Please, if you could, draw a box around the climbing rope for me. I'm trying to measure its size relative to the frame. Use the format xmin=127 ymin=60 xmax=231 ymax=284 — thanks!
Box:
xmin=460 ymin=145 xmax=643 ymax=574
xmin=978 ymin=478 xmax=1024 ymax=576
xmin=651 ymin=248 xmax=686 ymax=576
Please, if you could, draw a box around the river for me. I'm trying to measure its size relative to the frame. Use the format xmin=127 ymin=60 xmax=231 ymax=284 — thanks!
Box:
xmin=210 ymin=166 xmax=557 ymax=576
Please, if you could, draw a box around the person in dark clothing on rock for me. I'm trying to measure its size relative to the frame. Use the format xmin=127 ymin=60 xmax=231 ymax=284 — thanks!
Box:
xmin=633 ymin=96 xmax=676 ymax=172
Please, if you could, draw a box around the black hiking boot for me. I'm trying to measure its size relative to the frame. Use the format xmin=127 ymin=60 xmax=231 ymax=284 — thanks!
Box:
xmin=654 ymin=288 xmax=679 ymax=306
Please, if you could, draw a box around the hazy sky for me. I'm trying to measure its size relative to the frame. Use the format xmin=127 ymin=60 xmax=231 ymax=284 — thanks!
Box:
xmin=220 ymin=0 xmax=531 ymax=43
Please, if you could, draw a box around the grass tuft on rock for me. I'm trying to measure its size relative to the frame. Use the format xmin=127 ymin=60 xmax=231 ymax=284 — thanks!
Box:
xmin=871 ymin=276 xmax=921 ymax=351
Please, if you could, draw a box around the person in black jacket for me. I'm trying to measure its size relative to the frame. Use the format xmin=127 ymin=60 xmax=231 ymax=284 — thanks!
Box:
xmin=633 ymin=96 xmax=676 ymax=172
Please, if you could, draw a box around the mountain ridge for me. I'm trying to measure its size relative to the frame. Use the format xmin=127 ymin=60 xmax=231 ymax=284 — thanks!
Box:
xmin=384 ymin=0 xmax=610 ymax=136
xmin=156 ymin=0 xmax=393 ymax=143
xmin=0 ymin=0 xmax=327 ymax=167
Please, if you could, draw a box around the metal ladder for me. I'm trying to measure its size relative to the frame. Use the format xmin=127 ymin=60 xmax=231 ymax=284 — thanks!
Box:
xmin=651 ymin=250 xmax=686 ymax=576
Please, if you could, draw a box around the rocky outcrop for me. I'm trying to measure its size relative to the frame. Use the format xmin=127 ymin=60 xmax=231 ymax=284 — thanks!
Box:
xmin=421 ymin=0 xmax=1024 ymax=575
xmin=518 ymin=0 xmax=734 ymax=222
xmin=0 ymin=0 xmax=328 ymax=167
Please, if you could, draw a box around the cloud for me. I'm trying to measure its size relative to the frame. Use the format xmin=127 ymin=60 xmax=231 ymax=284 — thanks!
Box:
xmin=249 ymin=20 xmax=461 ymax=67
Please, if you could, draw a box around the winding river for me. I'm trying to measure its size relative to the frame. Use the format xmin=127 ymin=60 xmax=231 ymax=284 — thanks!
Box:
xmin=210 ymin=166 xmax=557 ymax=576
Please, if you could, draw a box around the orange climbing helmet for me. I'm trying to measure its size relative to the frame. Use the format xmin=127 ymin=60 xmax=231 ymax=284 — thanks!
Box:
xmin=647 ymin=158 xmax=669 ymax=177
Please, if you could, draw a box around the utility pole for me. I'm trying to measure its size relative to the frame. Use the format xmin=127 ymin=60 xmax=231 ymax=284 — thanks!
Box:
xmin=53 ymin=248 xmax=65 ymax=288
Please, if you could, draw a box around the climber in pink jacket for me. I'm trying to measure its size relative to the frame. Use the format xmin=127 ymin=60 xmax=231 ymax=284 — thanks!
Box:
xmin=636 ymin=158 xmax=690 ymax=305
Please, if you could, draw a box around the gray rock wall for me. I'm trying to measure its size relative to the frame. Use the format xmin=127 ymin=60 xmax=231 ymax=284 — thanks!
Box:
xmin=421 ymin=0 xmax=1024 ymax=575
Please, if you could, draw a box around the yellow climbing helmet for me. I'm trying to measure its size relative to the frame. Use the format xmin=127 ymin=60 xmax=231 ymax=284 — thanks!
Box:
⁂
Render every line of the records above as a numbered list, skipping any blank lines.

__Reply__
1. Please, if you could, draw a box around the climbing rope for me. I'm trying to measure its size relative to the frame. Use the format xmin=127 ymin=60 xmax=231 ymax=284 — thanks!
2. Box:
3. xmin=460 ymin=145 xmax=643 ymax=574
4. xmin=978 ymin=478 xmax=1024 ymax=576
5. xmin=651 ymin=248 xmax=686 ymax=576
6. Please, if you could, draw a box around the river for me. I'm trying to measure its size relative to the frame. Use the format xmin=127 ymin=60 xmax=231 ymax=284 — thanks!
7. Box:
8. xmin=210 ymin=166 xmax=557 ymax=576
9. Please, if you could, draw a box around the person in dark clothing on rock for me. I'm trying to measure its size relative to the frame. Use the format xmin=127 ymin=60 xmax=231 ymax=284 — thanks!
10. Box:
11. xmin=633 ymin=96 xmax=676 ymax=172
12. Please, if you could, draw a box around the black hiking boot for me. I'm trying to measure its size relative to the frame. Use the format xmin=127 ymin=60 xmax=231 ymax=284 — thanks!
13. Box:
14. xmin=654 ymin=288 xmax=679 ymax=306
15. Please, if you could, draw a box around the hazy sky for me. I'm trying to measure its size relative to the frame. Use the format xmin=127 ymin=60 xmax=231 ymax=284 — thanks!
16. Box:
17. xmin=220 ymin=0 xmax=531 ymax=43
18. Please, if you could, draw a box around the grass tuft on rock for me. I'm trying to measure its size relative to the frame. Use the format xmin=127 ymin=60 xmax=231 ymax=284 — thanks!
19. Box:
20. xmin=871 ymin=276 xmax=921 ymax=351
21. Please, if you could, draw a box around the person in black jacket for me. I'm trying to measure its size relative to the frame. Use the format xmin=127 ymin=60 xmax=231 ymax=284 — thanks!
22. Box:
23. xmin=633 ymin=96 xmax=676 ymax=172
24. Please, if you could, draw a box around the mountain ridge for me. I'm trying to measure its size relative to the frame. Use the format xmin=127 ymin=60 xmax=231 ymax=284 — thanks!
25. Box:
26. xmin=384 ymin=0 xmax=610 ymax=136
27. xmin=156 ymin=0 xmax=393 ymax=143
28. xmin=0 ymin=0 xmax=327 ymax=167
29. Please, if you could, draw a box around the metal ladder for me. I'm trying to measure its size relative to the frame. Use the format xmin=127 ymin=60 xmax=231 ymax=284 — thanks!
30. Box:
31. xmin=651 ymin=250 xmax=686 ymax=576
32. Please, if you could, draw a box around the rocky outcrop for me. I'm trying to measure its size relative to the frame. Use the format xmin=127 ymin=60 xmax=231 ymax=284 — thanks!
33. Box:
34. xmin=421 ymin=0 xmax=1024 ymax=575
35. xmin=518 ymin=0 xmax=734 ymax=222
36. xmin=0 ymin=0 xmax=328 ymax=167
37. Please, if you could, draw a box around the cloud for me. I'm trying to measure its size relative to the frame. Use the format xmin=127 ymin=60 xmax=231 ymax=284 — thanks!
38. Box:
39. xmin=249 ymin=20 xmax=461 ymax=67
40. Please, if you could, draw a box around the winding river for me. I'm trying to measure its size relative to the frame. Use the format xmin=127 ymin=60 xmax=231 ymax=284 — thanks!
41. Box:
42. xmin=210 ymin=166 xmax=557 ymax=576
43. Please, if you could, draw a box around the orange climbing helmet for me. I'm trying to measure its size relative to the frame. Use the format xmin=127 ymin=60 xmax=231 ymax=284 — thanks!
44. Box:
45. xmin=647 ymin=158 xmax=669 ymax=177
46. Please, if you could, draw a box around the utility pole for me. I'm trying to measure its size relative to the frame. Use the format xmin=127 ymin=60 xmax=231 ymax=284 — thanks!
47. Box:
48. xmin=53 ymin=248 xmax=65 ymax=288
49. Please, if you could, draw a box around the climber in pink jacket for me. I'm trying to measure its size relative to the frame. Use the format xmin=127 ymin=60 xmax=231 ymax=284 — thanks!
50. Box:
51. xmin=636 ymin=158 xmax=690 ymax=305
52. Please, if you could, draw a box around the gray rock wall for me. I'm trying to measure its size relative to the frame. Use the format xmin=127 ymin=60 xmax=231 ymax=284 — thanks!
53. Box:
54. xmin=421 ymin=0 xmax=1024 ymax=575
55. Please, if you could, draw a box around the yellow climbing helmet for me. I'm trying to measure its size relative to the frame. Use the format xmin=127 ymin=60 xmax=231 ymax=284 — thanks!
56. Box:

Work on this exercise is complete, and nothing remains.